◆ PAGE EXCERPT:
___

Hybrid work, DEI, mental health and recruitment are the biggest issues facing HR leaders, says director of people and culture
In October, Annie Rosencrans joined global people management platform Hibob as its director of people and culture in the United States.
It’s perhaps the most volatile time to assume an HR leadership position, considering the COVID-19 pandemic, which, in turn, has spawned the Great Resignation. For instance, 4.2 million Americans quit their jobs the month that Rosencrans started. The next month, a record 4.5 million left their positions, according to the Bureau of Labor Statistics. The pandemic has forced employees to re-evaluate what they want in life. As a result, they’re demanding more money, better working conditions and increased mobility.
“Employees in the last year have held their employers to much higher standards,” Rosencrans told HRD. “The expectation isn’t just to have a reliable paycheck, but that your company will be where you develop your career, grow rapidly, develop new skills, have a great social connection and the flexibility to work from home and leave work when you have personal needs. The work/life connection is so intertwined these days that there’s an expectation that your company will play a big role in supporting that balance.”
The flexibility to work from home has become table stakes when negotiating with prospects. After all, 89% of employees prefer a role with remote options, according to San Francisco-based PRO Unlimited, an integrated workforce management platform provider. Employees in the technology industry, such as those working in Silicon Valley, seem to desire the “WFH” lifestyle more than those in any other field. Roughly two-thirds of tech employees (66%) said they prefer working remotely full time, and 34% said they would only accept a full-time remote role. Just over 60% of network engineers and 47% of software engineers shared the same sentiment.
To accommodate employees, many companies have instituted hybrid working schedules. For example, Hibob workers come in the office twice a week: one day to collaborate with their team, and another of their choosing.
“It’s a lot harder to build a culture that cultivates connection with a remote staff, but we’re all experimenting,” Rosencrans says. “We’ve done virtual wellness and virtual social events, and I’m always looking for any technologies we can use to make meetings more interesting than your typical Zoom conversation. It just doesn’t beat the in-person interaction, though.”

___

◆ INFORMATION PROVIDED:
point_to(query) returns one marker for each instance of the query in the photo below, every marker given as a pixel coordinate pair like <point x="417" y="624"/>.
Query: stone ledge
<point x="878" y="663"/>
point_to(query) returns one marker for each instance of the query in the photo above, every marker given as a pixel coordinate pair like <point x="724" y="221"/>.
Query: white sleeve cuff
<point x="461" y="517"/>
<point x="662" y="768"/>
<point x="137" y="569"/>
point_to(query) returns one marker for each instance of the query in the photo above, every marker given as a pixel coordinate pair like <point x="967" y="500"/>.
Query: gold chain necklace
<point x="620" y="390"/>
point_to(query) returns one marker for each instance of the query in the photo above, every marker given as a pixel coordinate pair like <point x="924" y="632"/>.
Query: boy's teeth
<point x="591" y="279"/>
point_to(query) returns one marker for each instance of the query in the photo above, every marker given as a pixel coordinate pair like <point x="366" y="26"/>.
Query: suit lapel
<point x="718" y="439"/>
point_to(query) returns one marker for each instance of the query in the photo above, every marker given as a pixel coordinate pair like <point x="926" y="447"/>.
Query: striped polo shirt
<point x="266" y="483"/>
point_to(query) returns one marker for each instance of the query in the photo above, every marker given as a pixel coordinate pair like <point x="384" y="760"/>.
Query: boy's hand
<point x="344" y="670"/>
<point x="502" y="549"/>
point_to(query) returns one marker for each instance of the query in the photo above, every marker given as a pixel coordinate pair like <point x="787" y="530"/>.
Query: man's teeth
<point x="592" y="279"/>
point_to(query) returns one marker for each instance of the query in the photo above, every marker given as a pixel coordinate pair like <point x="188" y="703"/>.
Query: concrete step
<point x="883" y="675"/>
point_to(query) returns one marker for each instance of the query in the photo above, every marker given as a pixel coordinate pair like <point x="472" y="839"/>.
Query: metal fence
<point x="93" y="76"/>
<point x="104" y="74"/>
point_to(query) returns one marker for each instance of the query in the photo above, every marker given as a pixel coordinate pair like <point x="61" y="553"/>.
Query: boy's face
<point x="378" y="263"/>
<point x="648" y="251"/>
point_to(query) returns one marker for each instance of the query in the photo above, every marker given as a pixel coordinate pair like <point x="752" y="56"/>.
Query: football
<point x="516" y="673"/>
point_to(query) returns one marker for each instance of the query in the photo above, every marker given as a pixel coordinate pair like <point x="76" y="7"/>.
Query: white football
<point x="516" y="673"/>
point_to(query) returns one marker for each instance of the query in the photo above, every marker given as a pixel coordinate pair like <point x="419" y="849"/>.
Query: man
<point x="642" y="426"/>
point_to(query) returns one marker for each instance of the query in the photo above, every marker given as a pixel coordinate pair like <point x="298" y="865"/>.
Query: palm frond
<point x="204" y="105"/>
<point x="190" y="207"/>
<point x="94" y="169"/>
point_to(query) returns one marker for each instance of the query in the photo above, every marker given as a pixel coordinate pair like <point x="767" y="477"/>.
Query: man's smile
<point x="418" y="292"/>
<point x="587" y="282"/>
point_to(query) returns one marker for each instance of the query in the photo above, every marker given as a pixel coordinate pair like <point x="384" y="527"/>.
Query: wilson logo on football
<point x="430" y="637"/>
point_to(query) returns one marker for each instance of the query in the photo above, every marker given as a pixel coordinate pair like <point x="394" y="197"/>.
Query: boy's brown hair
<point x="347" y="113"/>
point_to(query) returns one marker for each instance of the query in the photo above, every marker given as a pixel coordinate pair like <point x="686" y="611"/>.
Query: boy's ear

___

◆ WHAT YOU ARE ASKED TO DO: Reproduce the stretch of the hybrid work article from "Hybrid work, DEI, mental" through "and increased mobility.", word for word.

◆ SOLUTION TO THE EXERCISE:
Hybrid work, DEI, mental health and recruitment are the biggest issues facing HR leaders, says director of people and culture
In October, Annie Rosencrans joined global people management platform Hibob as its director of people and culture in the United States.
It’s perhaps the most volatile time to assume an HR leadership position, considering the COVID-19 pandemic, which, in turn, has spawned the Great Resignation. For instance, 4.2 million Americans quit their jobs the month that Rosencrans started. The next month, a record 4.5 million left their positions, according to the Bureau of Labor Statistics. The pandemic has forced employees to re-evaluate what they want in life. As a result, they’re demanding more money, better working conditions and increased mobility.